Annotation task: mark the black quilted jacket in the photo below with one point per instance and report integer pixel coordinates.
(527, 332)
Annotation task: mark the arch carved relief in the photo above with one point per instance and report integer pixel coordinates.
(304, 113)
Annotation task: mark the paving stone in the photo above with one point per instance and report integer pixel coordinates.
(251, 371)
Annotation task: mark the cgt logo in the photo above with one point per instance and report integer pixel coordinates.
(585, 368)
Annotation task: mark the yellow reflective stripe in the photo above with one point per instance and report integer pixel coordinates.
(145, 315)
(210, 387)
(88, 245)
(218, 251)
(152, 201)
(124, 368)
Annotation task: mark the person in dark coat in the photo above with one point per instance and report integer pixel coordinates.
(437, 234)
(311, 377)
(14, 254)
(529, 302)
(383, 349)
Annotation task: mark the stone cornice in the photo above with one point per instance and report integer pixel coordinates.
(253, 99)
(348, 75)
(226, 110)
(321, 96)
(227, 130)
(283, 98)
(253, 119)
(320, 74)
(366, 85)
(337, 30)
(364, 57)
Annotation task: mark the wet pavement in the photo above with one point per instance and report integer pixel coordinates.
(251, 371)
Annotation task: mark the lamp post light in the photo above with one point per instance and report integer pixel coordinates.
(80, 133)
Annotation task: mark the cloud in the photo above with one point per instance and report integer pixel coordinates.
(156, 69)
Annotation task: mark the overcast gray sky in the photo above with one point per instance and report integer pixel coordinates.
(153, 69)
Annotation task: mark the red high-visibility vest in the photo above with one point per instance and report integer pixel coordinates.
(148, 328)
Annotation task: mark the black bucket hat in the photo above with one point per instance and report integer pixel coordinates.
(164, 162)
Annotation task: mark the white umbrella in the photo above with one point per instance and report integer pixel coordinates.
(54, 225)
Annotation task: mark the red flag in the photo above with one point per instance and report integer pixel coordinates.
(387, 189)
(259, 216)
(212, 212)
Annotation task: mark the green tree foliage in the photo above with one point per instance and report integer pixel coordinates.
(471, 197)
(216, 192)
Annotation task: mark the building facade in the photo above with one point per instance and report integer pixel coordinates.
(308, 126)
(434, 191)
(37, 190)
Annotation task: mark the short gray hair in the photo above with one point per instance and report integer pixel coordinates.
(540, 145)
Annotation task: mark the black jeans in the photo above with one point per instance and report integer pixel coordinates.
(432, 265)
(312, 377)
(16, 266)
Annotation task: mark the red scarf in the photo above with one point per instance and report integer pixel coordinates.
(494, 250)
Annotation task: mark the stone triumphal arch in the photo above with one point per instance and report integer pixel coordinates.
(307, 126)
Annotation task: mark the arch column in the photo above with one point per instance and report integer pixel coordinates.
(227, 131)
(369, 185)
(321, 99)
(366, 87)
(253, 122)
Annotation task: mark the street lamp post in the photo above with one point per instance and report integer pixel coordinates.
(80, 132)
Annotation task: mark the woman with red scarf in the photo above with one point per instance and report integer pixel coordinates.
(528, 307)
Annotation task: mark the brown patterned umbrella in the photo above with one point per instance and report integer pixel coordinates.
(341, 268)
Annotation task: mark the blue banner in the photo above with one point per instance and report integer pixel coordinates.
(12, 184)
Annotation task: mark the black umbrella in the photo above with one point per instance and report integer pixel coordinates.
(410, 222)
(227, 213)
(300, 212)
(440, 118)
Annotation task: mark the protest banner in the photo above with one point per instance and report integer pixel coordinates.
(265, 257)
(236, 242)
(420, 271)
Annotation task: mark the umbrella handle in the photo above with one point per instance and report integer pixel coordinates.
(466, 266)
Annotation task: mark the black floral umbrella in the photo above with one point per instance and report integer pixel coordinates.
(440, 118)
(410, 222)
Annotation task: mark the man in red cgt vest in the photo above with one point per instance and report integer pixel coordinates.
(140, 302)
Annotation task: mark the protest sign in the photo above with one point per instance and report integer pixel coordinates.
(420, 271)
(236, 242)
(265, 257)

_ _ _ _ _ _ _

▶ Problem
The listing above must be transcribed exactly, line by line.

▶ Result of the task
Annotation task: mark the black quilted jacket in the photo below with one point per instance and report integer pixel coordinates.
(527, 332)
Annotation task: mark the arch carved relief in the photo above with one point per instance and report integer pixel coordinates.
(304, 113)
Annotation task: mark the paving stone in the photo above with one point per instance and report integer pixel coordinates.
(251, 371)
Annotation task: mark the cgt logo in the photo above with one point per instance and report integer pixel coordinates.
(585, 368)
Annotation task: mark the yellow reflective stripe in the photo above with one point per instance and report integer pixel coordinates.
(145, 315)
(210, 387)
(88, 245)
(218, 251)
(152, 201)
(124, 368)
Annotation task: mark the person in dark coat in the photo above with one point per instance and report integer pixel coordinates.
(437, 234)
(311, 377)
(14, 254)
(529, 302)
(383, 349)
Annotation task: mark the stone cornice in the photo above with one point per instance and report integer pixel coordinates.
(253, 99)
(348, 75)
(226, 110)
(321, 96)
(227, 130)
(283, 98)
(253, 119)
(320, 74)
(366, 85)
(337, 30)
(364, 57)
Annotation task: mark the wet pavement in the photo above with one point per instance and report integer pixel coordinates.
(251, 371)
Annotation task: mark the lamp post light in the photo above with one point per instance and report integer pixel coordinates.
(80, 133)
Annotation task: mark the cloud in the photo above with one point per instance and report integer pixel coordinates.
(156, 69)
Annotation task: mark the overcast gray sky in the photo above with one point per instance and report integer pixel coordinates.
(153, 69)
Annotation task: mark the red high-visibility vest in the photo above with one point per instance and report integer pixel coordinates.
(148, 328)
Annotation task: mark the black bucket hat in the photo above with one point per instance and report integer pixel coordinates.
(164, 162)
Annotation task: mark the white umbrella in the photo above with one point per instance and report integer pixel coordinates.
(54, 225)
Annotation task: mark the red flag in the photo above with one point per instance and report integer pixel coordinates.
(387, 189)
(259, 216)
(212, 212)
Annotation task: mark the green tree foliage in the photo above with one point per instance and report integer pixel coordinates.
(471, 197)
(216, 192)
Annotation task: mark the building facade in the photo above with one point per instance and report integer pixel coordinates.
(308, 126)
(434, 191)
(37, 190)
Annotation task: mark the short gray hair in the photo above with one point per instance and report integer pixel coordinates.
(540, 145)
Annotation task: mark the black jeans in the photo above with one point per instance and report integer pixel coordinates.
(432, 265)
(312, 377)
(16, 266)
Annotation task: mark the red scarf in the photo above with one point per instance and report integer pixel coordinates.
(494, 250)
Annotation task: mark the stone triumphal arch in the photo above with one point per instance and report integer pixel coordinates.
(307, 126)
Annotation task: mark the arch column in the photo above with one point per instance and report integer pixel coordinates.
(227, 131)
(369, 185)
(321, 99)
(366, 87)
(253, 122)
Annotation task: mark the street lamp post in the photo above with one point per instance and report integer pixel coordinates.
(80, 132)
Annotation task: mark the woman with red scarf in the photo above with one point per instance and report integer pixel coordinates.
(528, 307)
Annotation task: mark the brown patterned umbrella in the photo above with one point per instance and report integer pixel coordinates.
(341, 268)
Annotation task: mark the blue banner in the photo above with one point per instance and report integer pixel coordinates.
(12, 184)
Annotation task: mark the black umbrella in the photo above with one point per instance and report integer pixel coordinates.
(410, 222)
(227, 213)
(300, 212)
(440, 118)
Annotation task: mark the protest banner in the photo above with one point per instance and report integer pixel coordinates.
(265, 257)
(236, 242)
(420, 271)
Annotation task: mark the umbrella handle in the photo above with one point per instance and report integer pixel coordinates.
(466, 266)
Annotation task: mark the black floral umbrella in the photo above with one point per instance and report integer pixel coordinates.
(440, 118)
(410, 222)
Annotation task: mark the man in red cgt vest in the photo above with one point per instance and report integer pixel coordinates.
(140, 302)
Annotation task: mark the protest sign in the photo above with one point per instance and report integer pixel coordinates.
(420, 271)
(236, 242)
(265, 257)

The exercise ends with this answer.